With pictures left out, retype exactly the lines from the one containing "TARGET = leather rein" through the final line of the entries.

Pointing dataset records
## Start

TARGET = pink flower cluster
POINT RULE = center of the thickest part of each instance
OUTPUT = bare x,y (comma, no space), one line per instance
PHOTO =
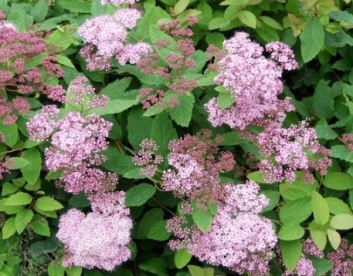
239,238
146,157
172,66
286,151
75,146
100,238
9,110
16,50
111,41
253,80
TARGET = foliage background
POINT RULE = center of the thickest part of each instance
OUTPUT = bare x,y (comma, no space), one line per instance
320,34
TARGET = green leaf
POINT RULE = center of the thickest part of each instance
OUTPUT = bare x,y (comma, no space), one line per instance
291,230
291,252
138,195
342,222
162,132
202,218
8,188
13,163
318,236
298,210
247,18
342,16
55,268
63,60
40,225
22,219
148,221
9,228
217,23
180,6
338,206
338,181
182,113
32,171
40,10
320,208
182,257
46,203
334,238
195,270
312,39
323,100
138,127
76,7
18,199
225,100
10,133
74,271
158,231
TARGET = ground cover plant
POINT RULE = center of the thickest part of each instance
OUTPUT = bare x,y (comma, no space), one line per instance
176,137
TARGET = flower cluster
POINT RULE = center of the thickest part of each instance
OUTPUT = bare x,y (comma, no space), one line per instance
17,49
75,146
239,238
100,238
286,151
111,41
196,165
253,80
172,67
145,157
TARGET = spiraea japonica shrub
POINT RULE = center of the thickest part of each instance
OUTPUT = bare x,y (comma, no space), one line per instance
166,137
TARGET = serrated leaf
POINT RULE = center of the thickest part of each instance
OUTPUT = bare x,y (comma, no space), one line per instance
342,222
338,181
13,163
32,171
182,113
334,238
162,132
148,221
22,219
46,203
202,218
195,270
247,18
291,231
138,195
323,100
158,231
298,210
40,225
182,257
320,208
63,60
291,252
312,39
318,235
9,228
18,199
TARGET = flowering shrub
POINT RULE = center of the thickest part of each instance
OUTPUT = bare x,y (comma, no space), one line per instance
176,137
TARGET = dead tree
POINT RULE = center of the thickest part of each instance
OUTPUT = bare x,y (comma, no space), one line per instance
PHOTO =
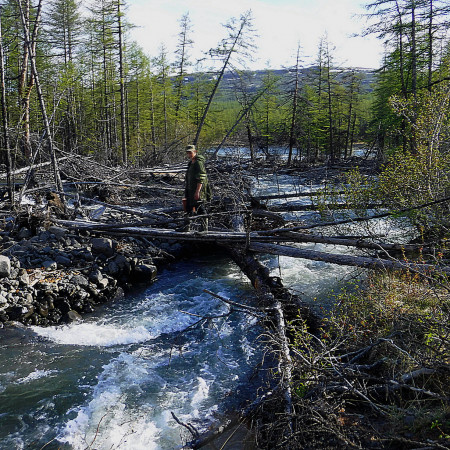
32,56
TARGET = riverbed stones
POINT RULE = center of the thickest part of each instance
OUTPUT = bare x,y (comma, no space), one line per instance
5,267
58,274
143,273
103,246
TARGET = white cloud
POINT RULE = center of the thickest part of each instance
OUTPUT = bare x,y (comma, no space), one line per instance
280,24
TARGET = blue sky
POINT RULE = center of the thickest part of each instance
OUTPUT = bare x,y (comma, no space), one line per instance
280,26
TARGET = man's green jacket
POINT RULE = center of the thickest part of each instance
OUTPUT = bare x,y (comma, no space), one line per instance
196,173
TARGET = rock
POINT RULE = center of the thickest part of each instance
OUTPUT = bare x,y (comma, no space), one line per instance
24,277
73,316
17,312
24,233
103,283
103,246
49,265
79,280
119,266
58,231
95,276
119,294
5,267
61,260
143,273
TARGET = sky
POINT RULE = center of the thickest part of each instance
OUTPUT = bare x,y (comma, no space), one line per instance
281,25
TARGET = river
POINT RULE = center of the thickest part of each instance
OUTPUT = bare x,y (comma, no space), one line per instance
113,380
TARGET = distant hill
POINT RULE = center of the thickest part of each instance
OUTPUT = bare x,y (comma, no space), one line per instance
255,78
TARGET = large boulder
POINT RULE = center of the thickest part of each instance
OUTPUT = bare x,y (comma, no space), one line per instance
5,267
103,246
143,273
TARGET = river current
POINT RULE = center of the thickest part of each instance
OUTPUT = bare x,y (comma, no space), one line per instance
113,380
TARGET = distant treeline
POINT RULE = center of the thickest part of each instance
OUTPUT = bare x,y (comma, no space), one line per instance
105,97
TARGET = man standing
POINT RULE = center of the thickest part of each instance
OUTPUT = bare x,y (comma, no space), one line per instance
197,190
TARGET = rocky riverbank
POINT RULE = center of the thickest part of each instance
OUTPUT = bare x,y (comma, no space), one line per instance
53,275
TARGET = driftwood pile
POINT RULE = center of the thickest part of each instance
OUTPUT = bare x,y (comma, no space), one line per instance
146,204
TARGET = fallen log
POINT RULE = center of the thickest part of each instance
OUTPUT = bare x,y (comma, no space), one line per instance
348,260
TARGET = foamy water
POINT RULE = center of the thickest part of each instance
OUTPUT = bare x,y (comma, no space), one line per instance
114,379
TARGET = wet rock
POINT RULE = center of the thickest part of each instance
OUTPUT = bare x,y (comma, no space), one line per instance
119,266
103,246
63,261
95,276
23,276
144,273
5,267
49,265
58,231
24,233
79,280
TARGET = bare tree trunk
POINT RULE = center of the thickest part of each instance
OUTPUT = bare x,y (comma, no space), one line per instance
32,56
245,21
122,88
5,119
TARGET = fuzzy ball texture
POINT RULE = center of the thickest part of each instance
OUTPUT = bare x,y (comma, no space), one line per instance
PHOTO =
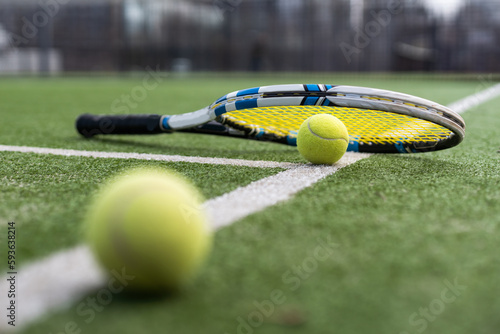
322,139
150,225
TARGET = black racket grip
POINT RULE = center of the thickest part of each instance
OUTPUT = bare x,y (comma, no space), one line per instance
91,125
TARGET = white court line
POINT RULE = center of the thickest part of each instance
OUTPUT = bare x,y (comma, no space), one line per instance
146,156
472,101
61,279
228,208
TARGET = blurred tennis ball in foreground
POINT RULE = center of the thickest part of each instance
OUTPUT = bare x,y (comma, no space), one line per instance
149,224
322,139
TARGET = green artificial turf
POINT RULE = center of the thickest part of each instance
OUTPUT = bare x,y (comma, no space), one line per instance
394,231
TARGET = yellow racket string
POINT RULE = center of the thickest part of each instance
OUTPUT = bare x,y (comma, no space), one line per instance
364,125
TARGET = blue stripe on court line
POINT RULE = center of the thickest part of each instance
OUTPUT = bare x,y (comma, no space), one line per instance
311,101
249,91
221,99
353,146
312,88
246,104
220,110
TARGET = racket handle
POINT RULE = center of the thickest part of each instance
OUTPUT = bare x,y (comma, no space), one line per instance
91,125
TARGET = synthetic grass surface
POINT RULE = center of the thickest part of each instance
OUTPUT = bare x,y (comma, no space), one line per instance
399,229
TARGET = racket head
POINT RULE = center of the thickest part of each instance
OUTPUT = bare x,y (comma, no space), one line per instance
378,121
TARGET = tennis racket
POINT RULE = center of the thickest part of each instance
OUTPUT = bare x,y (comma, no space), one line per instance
378,121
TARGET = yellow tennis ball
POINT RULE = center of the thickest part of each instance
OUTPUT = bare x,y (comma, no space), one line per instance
148,226
322,139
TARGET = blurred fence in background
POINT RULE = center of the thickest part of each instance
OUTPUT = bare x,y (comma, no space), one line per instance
247,35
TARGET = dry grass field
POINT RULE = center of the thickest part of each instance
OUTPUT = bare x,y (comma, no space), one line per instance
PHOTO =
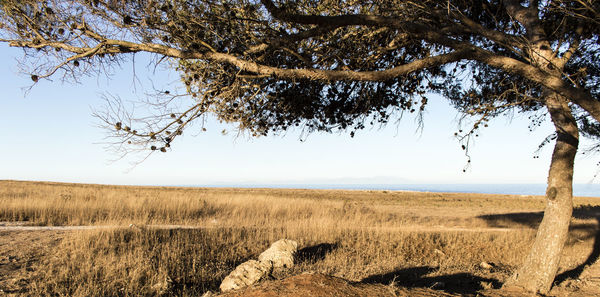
400,239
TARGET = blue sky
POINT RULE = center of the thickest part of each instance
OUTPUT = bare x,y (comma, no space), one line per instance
50,134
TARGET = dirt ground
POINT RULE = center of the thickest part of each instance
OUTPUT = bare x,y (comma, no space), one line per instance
21,250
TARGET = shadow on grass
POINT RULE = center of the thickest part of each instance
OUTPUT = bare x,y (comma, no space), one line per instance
416,277
315,253
533,219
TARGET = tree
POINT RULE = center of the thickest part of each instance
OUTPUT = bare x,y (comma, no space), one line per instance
334,64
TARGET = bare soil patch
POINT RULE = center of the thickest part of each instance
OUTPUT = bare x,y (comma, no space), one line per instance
19,254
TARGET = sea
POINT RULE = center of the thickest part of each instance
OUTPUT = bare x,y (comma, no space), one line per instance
586,190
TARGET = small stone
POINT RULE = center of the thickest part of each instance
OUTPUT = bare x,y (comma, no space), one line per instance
485,265
246,274
281,253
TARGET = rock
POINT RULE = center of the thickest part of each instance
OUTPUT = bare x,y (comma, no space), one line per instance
485,265
246,274
280,254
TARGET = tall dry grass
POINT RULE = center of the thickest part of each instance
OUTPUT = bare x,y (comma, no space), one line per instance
359,235
40,203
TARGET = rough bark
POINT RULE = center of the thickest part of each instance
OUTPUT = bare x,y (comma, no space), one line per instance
539,269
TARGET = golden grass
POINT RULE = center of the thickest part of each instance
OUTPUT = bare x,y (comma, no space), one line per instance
358,235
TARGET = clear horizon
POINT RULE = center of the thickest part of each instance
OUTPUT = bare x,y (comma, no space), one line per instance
50,134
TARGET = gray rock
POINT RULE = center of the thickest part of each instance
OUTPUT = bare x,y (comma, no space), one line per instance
281,254
246,274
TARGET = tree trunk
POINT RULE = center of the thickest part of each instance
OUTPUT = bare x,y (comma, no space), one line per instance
541,265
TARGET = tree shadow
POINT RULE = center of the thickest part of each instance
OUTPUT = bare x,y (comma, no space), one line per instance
415,277
315,253
585,212
533,219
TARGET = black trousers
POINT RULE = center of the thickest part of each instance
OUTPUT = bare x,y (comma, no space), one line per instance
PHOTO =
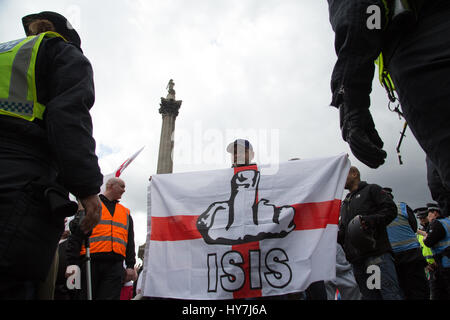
412,280
106,280
420,68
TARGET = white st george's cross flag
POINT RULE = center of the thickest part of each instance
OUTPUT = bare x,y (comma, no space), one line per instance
240,233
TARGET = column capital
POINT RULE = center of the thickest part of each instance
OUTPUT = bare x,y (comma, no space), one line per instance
170,106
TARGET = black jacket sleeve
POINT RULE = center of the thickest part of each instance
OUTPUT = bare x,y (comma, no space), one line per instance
386,210
411,218
130,259
67,76
356,47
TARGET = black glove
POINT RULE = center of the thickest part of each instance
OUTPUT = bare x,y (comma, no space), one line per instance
358,130
75,224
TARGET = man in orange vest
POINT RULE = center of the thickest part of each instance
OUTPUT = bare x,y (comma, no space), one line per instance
111,242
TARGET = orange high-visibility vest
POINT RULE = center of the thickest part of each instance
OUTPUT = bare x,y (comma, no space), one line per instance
111,233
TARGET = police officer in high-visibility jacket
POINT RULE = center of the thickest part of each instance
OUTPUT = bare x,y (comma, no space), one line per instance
409,262
422,215
438,239
46,148
111,243
412,36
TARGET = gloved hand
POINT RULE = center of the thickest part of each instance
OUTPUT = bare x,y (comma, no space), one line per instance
358,130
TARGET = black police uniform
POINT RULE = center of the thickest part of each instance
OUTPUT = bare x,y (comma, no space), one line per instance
440,284
418,59
377,210
59,149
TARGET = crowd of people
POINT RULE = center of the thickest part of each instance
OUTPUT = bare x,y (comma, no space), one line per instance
47,91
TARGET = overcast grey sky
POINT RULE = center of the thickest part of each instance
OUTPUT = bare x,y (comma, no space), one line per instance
257,69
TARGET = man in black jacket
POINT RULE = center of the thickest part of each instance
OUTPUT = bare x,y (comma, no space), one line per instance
376,210
416,51
438,239
54,150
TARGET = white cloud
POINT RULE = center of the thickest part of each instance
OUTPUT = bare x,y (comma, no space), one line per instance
237,65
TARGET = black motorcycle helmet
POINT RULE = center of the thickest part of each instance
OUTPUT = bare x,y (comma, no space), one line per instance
361,239
62,25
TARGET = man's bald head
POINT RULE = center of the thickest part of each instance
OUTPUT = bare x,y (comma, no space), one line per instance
115,187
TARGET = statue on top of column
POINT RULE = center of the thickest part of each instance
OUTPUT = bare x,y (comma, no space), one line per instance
171,90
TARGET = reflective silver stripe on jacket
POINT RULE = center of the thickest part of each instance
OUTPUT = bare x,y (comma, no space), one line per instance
17,101
116,224
107,238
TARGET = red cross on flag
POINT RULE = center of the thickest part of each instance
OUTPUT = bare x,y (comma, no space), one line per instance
241,233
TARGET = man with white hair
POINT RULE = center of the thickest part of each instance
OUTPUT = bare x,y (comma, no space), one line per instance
111,243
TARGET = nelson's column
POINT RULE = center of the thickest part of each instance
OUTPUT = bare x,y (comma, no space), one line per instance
169,111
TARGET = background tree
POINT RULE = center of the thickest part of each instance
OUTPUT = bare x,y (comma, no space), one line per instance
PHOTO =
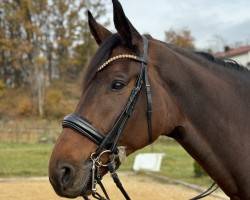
181,38
42,41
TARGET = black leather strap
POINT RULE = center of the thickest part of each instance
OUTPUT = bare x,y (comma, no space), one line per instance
82,126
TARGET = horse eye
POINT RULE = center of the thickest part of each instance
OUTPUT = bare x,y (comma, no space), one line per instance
117,86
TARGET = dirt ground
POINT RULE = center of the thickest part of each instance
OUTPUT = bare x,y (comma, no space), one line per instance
138,187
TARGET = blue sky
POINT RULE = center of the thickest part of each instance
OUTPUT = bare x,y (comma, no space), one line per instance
212,23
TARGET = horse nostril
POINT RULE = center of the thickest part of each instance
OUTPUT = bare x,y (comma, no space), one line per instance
66,174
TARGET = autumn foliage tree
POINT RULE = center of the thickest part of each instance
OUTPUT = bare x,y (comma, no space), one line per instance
42,40
181,38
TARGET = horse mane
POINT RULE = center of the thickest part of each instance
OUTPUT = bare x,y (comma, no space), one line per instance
228,63
101,55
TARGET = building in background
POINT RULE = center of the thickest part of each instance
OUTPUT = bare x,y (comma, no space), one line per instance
241,55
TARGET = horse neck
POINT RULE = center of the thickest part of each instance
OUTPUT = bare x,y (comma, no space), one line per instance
214,110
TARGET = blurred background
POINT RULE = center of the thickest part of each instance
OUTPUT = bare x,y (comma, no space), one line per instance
45,46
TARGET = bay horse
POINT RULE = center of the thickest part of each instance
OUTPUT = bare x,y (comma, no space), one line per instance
137,88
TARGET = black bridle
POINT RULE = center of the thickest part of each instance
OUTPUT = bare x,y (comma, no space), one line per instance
108,143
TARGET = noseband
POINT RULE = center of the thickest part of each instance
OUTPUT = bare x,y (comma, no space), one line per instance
108,143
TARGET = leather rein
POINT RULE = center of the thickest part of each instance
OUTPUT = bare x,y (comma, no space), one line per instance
108,144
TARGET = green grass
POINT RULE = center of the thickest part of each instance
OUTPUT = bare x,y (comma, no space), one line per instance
32,160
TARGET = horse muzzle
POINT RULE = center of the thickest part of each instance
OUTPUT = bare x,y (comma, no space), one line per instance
69,181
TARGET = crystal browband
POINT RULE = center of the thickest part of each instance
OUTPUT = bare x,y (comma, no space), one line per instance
116,58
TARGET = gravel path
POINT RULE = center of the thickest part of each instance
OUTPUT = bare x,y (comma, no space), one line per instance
138,187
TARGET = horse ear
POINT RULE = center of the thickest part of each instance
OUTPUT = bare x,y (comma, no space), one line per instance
98,31
129,35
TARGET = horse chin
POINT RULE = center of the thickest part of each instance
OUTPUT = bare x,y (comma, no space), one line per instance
80,185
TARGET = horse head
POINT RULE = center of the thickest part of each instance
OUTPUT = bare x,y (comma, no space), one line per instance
120,66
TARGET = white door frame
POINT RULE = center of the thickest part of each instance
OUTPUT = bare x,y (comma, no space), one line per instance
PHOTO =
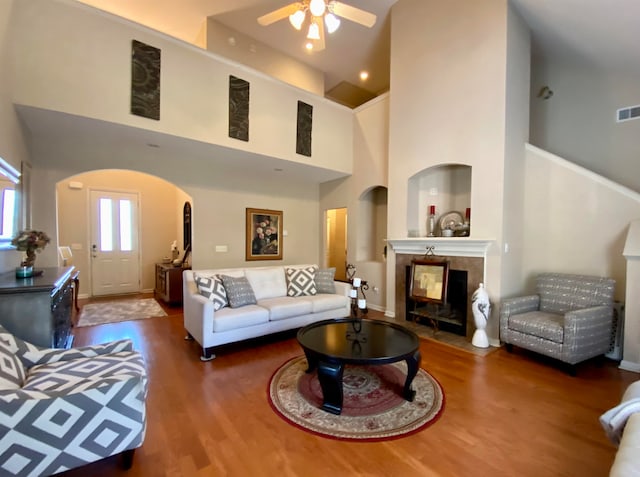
90,230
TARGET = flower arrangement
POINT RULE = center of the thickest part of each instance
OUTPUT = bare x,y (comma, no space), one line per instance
30,242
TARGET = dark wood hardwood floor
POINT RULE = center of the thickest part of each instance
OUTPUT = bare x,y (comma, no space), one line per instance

## End

● **RESULT OF THE EXERCISE**
TARGET = leather rein
POINT RULE = center of the thickest part of each instance
OUTPUT = bare x,y (comma, no space), one line per instance
108,144
TARGET = green grass
POINT RULE = center of the thickest part of each instance
OUTPUT = bare x,y (comma, no space), one line per instance
32,160
TARGET = horse muzzle
POINT RULE = center of the thickest part of each instance
OUTPUT = bare x,y (comma, no space), one line per instance
69,181
TARGET = crystal browband
POINT RULE = center of the thickest part of each instance
OUTPUT = bare x,y (comma, no space), one line per instance
116,58
TARGET = gravel path
POINT RULE = center of the thickest part of each instance
OUTPUT = bare x,y (comma, no space), one line per instance
138,187
TARGET = horse ear
POINT RULE = center of the thickest part of each instance
OUTPUT = bare x,y (comma, no space), one line per instance
98,31
129,35
TARGET = horse chin
POINT RULE = center of the thickest part of each instance
OUTPUT = bare x,y (comma, no space), one line per instance
80,185
TARGET = horse head
POINT RULE = center of the thickest part of each instance
OUTPUT = bare x,y (comma, no space), one line per instance
120,66
TARGET = white door frame
POINT RULE = center of the thickest part of each instance
OUTPUT = bare x,y (comma, no space), one line per instance
PHOTO =
90,230
TARGET = flower arrangement
POINT RULE = center of the thickest part of each instance
OUTPUT = bare x,y (comma, no space), one line per instance
30,242
TARGET = dark wood hardwood floor
POINT RULE = center of the thickest part of each instance
OUTPUT = bare x,y (comma, no space), one line per instance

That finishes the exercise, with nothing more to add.